- **Prompt**:
Reproduce the records below exactly as shown.

[Referring expression pointing data]

───

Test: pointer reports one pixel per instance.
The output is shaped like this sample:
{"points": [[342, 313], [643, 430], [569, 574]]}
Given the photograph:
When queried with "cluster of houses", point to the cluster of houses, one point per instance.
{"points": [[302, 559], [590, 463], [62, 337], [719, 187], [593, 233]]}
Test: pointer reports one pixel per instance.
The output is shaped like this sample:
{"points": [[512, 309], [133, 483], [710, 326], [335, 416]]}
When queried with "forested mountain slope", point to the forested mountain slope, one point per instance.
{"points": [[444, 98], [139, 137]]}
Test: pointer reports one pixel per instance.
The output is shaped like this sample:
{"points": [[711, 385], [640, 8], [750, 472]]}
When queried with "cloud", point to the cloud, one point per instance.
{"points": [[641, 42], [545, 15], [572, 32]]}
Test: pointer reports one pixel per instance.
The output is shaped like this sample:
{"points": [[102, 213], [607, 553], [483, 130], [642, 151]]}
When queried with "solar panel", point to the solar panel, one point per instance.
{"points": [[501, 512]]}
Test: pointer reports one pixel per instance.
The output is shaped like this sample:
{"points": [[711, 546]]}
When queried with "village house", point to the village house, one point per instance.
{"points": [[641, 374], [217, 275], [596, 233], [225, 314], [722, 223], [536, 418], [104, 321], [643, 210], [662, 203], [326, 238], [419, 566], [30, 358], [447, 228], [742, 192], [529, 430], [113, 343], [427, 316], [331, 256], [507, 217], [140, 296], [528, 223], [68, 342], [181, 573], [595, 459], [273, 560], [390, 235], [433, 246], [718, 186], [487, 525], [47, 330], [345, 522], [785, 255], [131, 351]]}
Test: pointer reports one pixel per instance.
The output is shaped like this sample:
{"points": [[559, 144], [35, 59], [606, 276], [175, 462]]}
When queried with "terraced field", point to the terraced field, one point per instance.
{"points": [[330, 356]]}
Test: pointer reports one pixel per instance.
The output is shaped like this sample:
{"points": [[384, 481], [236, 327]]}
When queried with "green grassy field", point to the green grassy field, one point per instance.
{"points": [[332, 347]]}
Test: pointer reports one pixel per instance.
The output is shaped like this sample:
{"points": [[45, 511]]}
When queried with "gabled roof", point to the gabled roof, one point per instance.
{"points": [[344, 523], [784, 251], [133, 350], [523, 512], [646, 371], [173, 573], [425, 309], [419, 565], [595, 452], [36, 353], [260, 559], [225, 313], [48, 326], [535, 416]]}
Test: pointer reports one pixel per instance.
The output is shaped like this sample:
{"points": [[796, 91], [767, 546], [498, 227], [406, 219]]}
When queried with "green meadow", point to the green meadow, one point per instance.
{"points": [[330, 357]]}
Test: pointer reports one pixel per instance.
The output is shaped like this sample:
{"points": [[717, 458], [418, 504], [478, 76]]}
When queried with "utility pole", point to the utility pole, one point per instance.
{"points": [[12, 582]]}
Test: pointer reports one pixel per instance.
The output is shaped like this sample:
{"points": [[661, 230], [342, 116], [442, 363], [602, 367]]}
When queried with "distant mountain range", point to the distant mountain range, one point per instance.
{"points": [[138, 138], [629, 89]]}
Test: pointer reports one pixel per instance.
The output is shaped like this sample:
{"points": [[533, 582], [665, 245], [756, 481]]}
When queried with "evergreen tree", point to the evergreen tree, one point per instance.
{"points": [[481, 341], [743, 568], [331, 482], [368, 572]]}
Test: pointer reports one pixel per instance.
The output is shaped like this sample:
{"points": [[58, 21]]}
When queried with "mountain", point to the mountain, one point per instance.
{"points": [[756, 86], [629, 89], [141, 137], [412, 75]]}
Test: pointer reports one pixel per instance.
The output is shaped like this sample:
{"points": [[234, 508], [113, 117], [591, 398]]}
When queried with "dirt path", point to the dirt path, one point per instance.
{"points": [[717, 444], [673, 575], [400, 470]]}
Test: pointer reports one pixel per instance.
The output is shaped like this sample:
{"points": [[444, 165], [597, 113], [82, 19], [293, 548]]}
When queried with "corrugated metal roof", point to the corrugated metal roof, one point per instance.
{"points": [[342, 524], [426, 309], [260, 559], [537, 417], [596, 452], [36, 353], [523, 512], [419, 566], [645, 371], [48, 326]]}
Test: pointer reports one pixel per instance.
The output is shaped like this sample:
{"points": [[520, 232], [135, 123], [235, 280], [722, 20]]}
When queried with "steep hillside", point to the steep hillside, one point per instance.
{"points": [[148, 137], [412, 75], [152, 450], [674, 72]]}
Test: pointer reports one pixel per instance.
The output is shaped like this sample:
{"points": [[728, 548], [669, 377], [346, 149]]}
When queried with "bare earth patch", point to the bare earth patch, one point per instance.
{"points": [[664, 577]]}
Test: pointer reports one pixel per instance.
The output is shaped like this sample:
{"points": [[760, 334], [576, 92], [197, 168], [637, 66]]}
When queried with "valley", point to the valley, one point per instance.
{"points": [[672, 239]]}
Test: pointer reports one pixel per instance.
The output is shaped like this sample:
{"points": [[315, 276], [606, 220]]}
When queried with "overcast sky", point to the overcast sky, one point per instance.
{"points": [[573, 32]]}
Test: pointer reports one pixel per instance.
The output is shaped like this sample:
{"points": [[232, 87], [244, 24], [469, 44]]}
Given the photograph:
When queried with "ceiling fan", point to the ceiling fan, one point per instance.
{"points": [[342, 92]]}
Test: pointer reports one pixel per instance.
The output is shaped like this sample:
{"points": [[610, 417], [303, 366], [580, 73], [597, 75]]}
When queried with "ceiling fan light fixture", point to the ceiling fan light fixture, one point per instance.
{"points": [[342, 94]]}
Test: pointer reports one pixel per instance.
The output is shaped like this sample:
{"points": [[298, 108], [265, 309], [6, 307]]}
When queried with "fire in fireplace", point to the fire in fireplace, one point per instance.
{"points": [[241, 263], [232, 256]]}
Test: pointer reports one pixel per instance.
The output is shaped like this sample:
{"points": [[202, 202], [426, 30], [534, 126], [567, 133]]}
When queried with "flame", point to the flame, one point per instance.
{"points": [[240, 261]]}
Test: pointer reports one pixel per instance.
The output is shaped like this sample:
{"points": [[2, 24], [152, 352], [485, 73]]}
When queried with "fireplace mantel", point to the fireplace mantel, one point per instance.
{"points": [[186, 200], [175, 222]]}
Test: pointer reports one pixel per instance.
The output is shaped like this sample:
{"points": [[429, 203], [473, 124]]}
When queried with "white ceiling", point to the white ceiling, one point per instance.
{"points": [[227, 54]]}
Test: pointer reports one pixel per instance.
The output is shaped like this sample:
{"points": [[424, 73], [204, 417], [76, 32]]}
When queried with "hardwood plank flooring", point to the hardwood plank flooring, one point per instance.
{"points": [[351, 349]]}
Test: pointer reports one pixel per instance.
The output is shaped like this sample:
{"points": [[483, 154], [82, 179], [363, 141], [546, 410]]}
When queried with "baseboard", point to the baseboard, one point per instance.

───

- **Result of this task**:
Test: pointer reports one pixel per instance.
The output is shaped like this sample:
{"points": [[342, 313], [643, 430], [569, 574]]}
Given the photograph:
When queried with "cluster of houses", point to the cluster of houses, one point per instance.
{"points": [[302, 559], [590, 463], [62, 337], [719, 187], [593, 233]]}
Test: pointer reports one pixel per instance.
The output is shaped like this sample:
{"points": [[512, 309], [133, 483], [710, 326], [335, 416]]}
When queried with "forested mountain slope", point to the forested mountain slope, one point per instance.
{"points": [[444, 98], [139, 137]]}
Test: pointer reports one pixel per instance.
The output is shaped like this sample:
{"points": [[711, 385], [640, 8], [750, 472]]}
When queried with "cloud", point to the cloud, one point per instance.
{"points": [[641, 42], [545, 15], [572, 32]]}
Test: pointer reports one pixel per instance.
The output is shaped like this sample:
{"points": [[102, 213], [607, 553], [483, 130], [642, 151]]}
When queried with "solar panel", point to the solar panel, one point per instance.
{"points": [[501, 512]]}
Test: pointer reports one pixel per instance.
The output is shaped like this sample:
{"points": [[711, 546]]}
When queried with "village house", point to the village house, one point per instance.
{"points": [[641, 374], [217, 275], [596, 233], [225, 314], [722, 223], [536, 418], [104, 321], [643, 210], [662, 203], [326, 238], [419, 566], [30, 358], [447, 228], [742, 192], [529, 430], [113, 343], [427, 316], [331, 256], [507, 217], [140, 296], [528, 223], [68, 342], [181, 573], [595, 459], [273, 560], [390, 235], [433, 246], [718, 186], [487, 525], [47, 330], [345, 522], [785, 255], [131, 351]]}
Test: pointer reports one pixel per instance.
The output is shaped like this sample:
{"points": [[559, 144], [35, 59], [606, 276], [175, 462]]}
When queried with "terraced field", point to the terraced field, one point per instance.
{"points": [[330, 356]]}
Test: pointer reports one pixel per instance.
The output is shaped like this sample:
{"points": [[384, 481], [236, 327]]}
When queried with "green grassy field", point to the green grassy field, one point per instance.
{"points": [[332, 347]]}
Test: pointer reports one pixel per instance.
The output is shaped like this sample:
{"points": [[45, 511]]}
When queried with "gabled roof", point to the gabled roof, one point per instance.
{"points": [[344, 523], [784, 251], [133, 350], [523, 512], [646, 371], [173, 573], [425, 309], [419, 565], [595, 452], [36, 353], [260, 559], [225, 313], [48, 326], [535, 416]]}
Test: pointer reports one pixel per instance.
The output is shaped like this sample:
{"points": [[796, 91], [767, 546], [498, 227], [406, 219]]}
When queried with "green meadow", point to the green meadow, one point per instance.
{"points": [[330, 357]]}
Test: pointer reports one pixel per instance.
The output is shaped like this sample:
{"points": [[717, 458], [418, 504], [478, 76]]}
When queried with "utility pole", point to the utility pole, one point per instance.
{"points": [[12, 582]]}
Test: pointer reports one pixel per instance.
The output is shaped like this sample:
{"points": [[661, 230], [342, 116], [442, 363], [602, 367]]}
When queried with "distant mountain range", point to the distant mountain range, one point per instance.
{"points": [[138, 138], [629, 89]]}
Test: pointer reports one pixel per instance.
The output is shaped like this sample:
{"points": [[533, 582], [665, 245], [756, 481]]}
When queried with "evergreen tree", point to the evergreen tree, one point per instance.
{"points": [[481, 341], [743, 568], [331, 482], [368, 572]]}
Test: pointer reports one pixel per instance.
The output is shaped like this sample:
{"points": [[58, 21]]}
When queried with "mountain", point to the mountain, one point per instance.
{"points": [[756, 86], [629, 89], [141, 137], [412, 75]]}
Test: pointer reports one pixel per instance.
The output is shaped like this sample:
{"points": [[234, 508], [113, 117], [591, 398]]}
When queried with "dirt path", point to the dirt path, one point per instance.
{"points": [[717, 444], [673, 575], [400, 470]]}
Test: pointer reports one pixel per instance.
The output is shaped like this sample:
{"points": [[444, 165], [597, 113], [82, 19], [293, 548]]}
When queried with "corrugated metal roof", point to the corrugated metal roof, one point per instance.
{"points": [[342, 524], [426, 309], [260, 559], [537, 417], [596, 452], [36, 353], [523, 512], [419, 566], [645, 371], [48, 326]]}
Test: pointer reports one pixel per instance.
The output is shaped like this sample:
{"points": [[520, 232], [135, 123], [235, 280], [722, 20]]}
When queried with "steep hillside", point to the steep hillside, one point per instance.
{"points": [[148, 137], [412, 75], [152, 450], [674, 72]]}
Test: pointer reports one pixel per instance.
The output is shaped like this sample:
{"points": [[728, 548], [669, 377], [346, 149]]}
When queried with "bare earth patch", point to the bare earth patch, one point per instance.
{"points": [[664, 577]]}
Test: pointer reports one pixel per instance.
The output is shaped like this sample:
{"points": [[760, 334], [576, 92], [197, 168], [637, 66]]}
When queried with "valley", point to the valley, one point per instance.
{"points": [[672, 239]]}
Test: pointer reports one pixel per instance.
The output is shaped like this sample:
{"points": [[315, 276], [606, 220]]}
When queried with "overcast sky", point to the overcast sky, one point per instance.
{"points": [[573, 32]]}
Test: pointer reports one pixel per instance.
The output is shaped like this sample:
{"points": [[232, 87], [244, 24], [469, 44]]}
Given the photograph:
When queried with "ceiling fan", point to the ceiling fan, one point per instance.
{"points": [[342, 92]]}
Test: pointer reports one pixel per instance.
The output is shaped like this sample:
{"points": [[610, 417], [303, 366], [580, 73], [597, 75]]}
When queried with "ceiling fan light fixture", point to the ceiling fan light fixture, one point per instance.
{"points": [[342, 94]]}
Test: pointer reports one pixel per instance.
The output is shaped like this sample:
{"points": [[298, 108], [265, 309], [6, 307]]}
When queried with "fire in fireplace", point to the fire in fireplace, one point per instance.
{"points": [[241, 263], [232, 256]]}
Test: pointer reports one pixel per instance.
The output is shaped like this sample:
{"points": [[202, 202], [426, 30], [534, 126], [567, 133]]}
When queried with "flame", point to the flame, one point per instance.
{"points": [[240, 261]]}
Test: pointer reports one pixel per instance.
The output is shaped like this sample:
{"points": [[2, 24], [152, 352], [485, 73]]}
When queried with "fireplace mantel", point to the fireplace mantel, one point per instance.
{"points": [[186, 200], [175, 222]]}
Test: pointer reports one pixel per instance.
The output is shaped like this sample:
{"points": [[429, 203], [473, 124]]}
When queried with "white ceiling", point to the white ceiling, one point per instance.
{"points": [[227, 54]]}
Test: pointer reports one pixel per instance.
The output is shaped like this sample:
{"points": [[424, 73], [204, 417], [76, 32]]}
When queried with "hardwood plank flooring", point to the hardwood plank flooring, one point per instance.
{"points": [[351, 349]]}
Test: pointer reports one pixel per instance.
The output is shaped like this sample:
{"points": [[483, 154], [82, 179], [363, 141], [546, 410]]}
When queried with "baseboard", point to the baseboard, one point per instance.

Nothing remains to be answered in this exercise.